TEXTO SELECCIONADO »
Estas preguntas me parecen más urgentes que las visiones excesivamente optimistas o apocalípticas sobre la IA. Por un lado, algunos, como el co-fundador de Mosaic, Marc Andreessen, plantean que la IA es “la mejor de todas las cosas que ha creado nuestra civilización”. En el bando contrario, pensadores como el historiador Yuval Noah Harari advierten que la IA nos llevará a la extinción como especie. Sin embargo, estas posiciones tienen algo en común: ambas nos ubican temporalmente en un futuro lejano y pierden de vista cómo ChatGPT y su competencia en la industria actualizan preguntas preexistentes sobre la relación entre democracia y conocimiento especializado.

Esta tensión no es nueva. Siempre ha existido. Desde la propuesta de los reyes-filósofos de Platón, quienes deberían gobernar por su superioridad intelectual, hasta las críticas del académico Robert Dahl al tutelaje. Esta postura asume que las personas son incapaces de defender sus intereses y necesitan de guardianes que tomen decisiones por ellas.

TUS INSTRUCCIONES » Explica, según el texto seleccionado y en una a tres oraciones, por qué esas preguntas se consideran más urgentes que las visiones excesivamente optimistas o apocalípticas sobre la IA.

DATOS DE ORIGEN »
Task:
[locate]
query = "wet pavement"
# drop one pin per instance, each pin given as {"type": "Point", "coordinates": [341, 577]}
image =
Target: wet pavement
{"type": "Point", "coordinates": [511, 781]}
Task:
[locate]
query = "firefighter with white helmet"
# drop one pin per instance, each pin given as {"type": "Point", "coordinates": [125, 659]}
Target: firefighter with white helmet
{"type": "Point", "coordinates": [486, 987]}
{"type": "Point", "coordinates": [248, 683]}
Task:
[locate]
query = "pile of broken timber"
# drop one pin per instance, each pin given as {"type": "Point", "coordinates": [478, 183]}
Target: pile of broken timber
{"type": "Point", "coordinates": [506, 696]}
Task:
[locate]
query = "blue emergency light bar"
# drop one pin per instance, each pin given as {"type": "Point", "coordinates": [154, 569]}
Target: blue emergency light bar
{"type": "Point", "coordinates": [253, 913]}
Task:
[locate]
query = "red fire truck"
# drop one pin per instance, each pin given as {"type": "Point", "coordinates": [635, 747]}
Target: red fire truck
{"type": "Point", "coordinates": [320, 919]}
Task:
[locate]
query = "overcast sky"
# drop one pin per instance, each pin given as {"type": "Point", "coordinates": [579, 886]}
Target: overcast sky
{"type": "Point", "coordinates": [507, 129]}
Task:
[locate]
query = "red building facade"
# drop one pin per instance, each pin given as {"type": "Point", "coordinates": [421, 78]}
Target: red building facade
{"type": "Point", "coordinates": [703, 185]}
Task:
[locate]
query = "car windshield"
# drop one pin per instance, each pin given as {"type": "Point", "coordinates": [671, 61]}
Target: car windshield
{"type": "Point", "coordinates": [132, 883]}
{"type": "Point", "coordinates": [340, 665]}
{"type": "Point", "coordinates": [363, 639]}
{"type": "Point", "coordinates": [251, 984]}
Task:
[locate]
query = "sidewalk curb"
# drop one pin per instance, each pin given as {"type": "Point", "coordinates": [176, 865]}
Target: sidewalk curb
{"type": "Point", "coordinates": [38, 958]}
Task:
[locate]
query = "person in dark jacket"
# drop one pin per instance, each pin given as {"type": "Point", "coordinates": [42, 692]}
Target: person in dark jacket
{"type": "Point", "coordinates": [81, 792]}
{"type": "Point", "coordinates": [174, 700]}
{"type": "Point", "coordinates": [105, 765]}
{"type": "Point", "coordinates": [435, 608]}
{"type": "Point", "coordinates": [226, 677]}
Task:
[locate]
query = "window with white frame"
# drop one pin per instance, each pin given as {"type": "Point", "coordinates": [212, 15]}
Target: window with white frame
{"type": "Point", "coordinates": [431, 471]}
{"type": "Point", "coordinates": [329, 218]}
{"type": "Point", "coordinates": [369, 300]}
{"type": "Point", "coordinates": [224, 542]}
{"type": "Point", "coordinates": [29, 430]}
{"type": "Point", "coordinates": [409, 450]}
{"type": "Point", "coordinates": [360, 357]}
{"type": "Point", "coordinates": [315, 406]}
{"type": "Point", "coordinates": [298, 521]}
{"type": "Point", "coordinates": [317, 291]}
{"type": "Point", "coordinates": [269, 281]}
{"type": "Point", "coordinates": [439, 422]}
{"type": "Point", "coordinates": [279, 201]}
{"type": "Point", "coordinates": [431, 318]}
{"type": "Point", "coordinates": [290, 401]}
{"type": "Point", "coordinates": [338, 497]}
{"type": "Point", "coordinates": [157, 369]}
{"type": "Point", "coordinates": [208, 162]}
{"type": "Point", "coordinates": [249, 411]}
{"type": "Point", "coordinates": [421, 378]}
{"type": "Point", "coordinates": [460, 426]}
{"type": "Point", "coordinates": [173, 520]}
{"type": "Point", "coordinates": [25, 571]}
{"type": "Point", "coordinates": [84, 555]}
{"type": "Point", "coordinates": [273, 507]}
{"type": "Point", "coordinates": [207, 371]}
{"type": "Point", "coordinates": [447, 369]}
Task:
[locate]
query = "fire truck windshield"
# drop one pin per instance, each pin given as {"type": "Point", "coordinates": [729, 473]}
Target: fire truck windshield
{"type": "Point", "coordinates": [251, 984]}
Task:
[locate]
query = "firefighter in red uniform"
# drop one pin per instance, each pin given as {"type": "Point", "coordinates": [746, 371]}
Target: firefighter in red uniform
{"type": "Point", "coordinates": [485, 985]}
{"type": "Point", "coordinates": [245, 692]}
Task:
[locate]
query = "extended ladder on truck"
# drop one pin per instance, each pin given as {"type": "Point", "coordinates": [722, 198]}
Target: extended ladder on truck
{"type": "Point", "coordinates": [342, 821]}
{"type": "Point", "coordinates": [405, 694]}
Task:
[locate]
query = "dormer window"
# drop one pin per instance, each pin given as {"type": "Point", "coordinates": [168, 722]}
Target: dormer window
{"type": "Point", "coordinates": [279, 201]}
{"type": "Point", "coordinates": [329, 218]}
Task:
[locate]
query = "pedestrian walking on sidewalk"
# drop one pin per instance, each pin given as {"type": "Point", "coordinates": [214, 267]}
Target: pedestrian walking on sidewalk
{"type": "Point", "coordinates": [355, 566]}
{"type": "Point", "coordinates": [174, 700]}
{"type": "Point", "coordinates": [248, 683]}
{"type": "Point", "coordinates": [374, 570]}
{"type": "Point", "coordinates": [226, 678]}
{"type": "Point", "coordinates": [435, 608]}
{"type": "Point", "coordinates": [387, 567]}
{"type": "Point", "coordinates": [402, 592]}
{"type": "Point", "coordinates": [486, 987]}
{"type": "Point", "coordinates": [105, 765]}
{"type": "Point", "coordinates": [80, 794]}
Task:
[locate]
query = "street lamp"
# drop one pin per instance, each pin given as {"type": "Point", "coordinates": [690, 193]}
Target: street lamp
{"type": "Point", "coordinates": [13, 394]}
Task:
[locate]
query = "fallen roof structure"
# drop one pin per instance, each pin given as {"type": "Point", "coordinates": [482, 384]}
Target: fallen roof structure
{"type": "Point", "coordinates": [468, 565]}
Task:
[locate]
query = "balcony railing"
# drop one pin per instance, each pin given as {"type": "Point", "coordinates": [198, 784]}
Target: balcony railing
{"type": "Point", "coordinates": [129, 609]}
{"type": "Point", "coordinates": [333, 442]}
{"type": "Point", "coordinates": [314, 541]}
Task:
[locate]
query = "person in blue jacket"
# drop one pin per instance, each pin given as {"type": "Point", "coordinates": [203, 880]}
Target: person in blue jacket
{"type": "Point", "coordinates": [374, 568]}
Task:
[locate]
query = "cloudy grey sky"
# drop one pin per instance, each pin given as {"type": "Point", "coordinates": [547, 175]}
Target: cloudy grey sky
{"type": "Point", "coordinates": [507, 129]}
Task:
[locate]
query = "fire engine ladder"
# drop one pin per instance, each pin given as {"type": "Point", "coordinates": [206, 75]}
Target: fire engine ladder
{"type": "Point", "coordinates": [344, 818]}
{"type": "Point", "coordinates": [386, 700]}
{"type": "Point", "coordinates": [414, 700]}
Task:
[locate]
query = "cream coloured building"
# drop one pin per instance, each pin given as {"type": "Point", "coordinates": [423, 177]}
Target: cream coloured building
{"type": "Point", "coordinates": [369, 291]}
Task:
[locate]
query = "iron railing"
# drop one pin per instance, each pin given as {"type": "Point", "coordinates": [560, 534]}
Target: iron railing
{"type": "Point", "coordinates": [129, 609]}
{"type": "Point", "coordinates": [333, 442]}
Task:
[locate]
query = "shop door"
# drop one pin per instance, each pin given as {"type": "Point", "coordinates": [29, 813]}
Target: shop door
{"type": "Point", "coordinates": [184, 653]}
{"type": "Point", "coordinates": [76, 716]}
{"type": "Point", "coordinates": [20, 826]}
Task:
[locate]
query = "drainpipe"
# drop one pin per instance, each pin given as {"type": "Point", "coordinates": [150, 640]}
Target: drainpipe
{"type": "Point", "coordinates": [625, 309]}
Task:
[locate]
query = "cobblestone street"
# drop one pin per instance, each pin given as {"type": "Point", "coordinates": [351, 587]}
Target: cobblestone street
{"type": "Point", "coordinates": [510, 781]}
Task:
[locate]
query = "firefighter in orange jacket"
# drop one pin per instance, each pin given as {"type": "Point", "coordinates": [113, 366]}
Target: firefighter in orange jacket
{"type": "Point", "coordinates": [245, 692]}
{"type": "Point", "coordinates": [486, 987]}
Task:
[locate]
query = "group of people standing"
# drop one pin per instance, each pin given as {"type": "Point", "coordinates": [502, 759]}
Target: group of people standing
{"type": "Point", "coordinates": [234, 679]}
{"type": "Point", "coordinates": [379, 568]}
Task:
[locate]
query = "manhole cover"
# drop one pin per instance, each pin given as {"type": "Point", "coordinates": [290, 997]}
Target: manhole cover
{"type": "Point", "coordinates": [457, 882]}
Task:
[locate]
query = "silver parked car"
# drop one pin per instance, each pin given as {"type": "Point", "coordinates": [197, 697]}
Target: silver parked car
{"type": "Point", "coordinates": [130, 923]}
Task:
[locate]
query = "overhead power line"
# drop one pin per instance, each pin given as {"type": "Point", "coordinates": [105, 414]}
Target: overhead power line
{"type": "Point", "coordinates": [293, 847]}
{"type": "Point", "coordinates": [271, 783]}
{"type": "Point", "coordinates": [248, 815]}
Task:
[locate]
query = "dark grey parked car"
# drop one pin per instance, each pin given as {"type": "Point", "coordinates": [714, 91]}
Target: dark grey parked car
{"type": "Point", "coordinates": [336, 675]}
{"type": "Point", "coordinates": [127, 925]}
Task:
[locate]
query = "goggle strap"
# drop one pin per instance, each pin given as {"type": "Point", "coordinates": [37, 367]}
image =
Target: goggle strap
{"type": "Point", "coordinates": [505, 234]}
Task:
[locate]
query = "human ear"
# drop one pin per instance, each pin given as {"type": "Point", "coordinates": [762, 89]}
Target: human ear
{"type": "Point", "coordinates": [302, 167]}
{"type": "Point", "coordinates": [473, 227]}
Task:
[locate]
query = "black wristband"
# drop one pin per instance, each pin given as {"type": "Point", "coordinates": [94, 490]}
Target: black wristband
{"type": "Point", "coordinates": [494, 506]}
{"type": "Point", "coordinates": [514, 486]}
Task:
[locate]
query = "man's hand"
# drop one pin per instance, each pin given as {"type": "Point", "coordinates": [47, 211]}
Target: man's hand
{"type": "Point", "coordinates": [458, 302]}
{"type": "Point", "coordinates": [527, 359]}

SOLUCIÓN » Tanto la visión optimista como la apocalíptica nos ubican en un futuro lejano. Con ello pierden de vista cómo ChatGPT y su competencia actualizan preguntas preexistentes sobre la relación entre democracia y conocimiento especializado.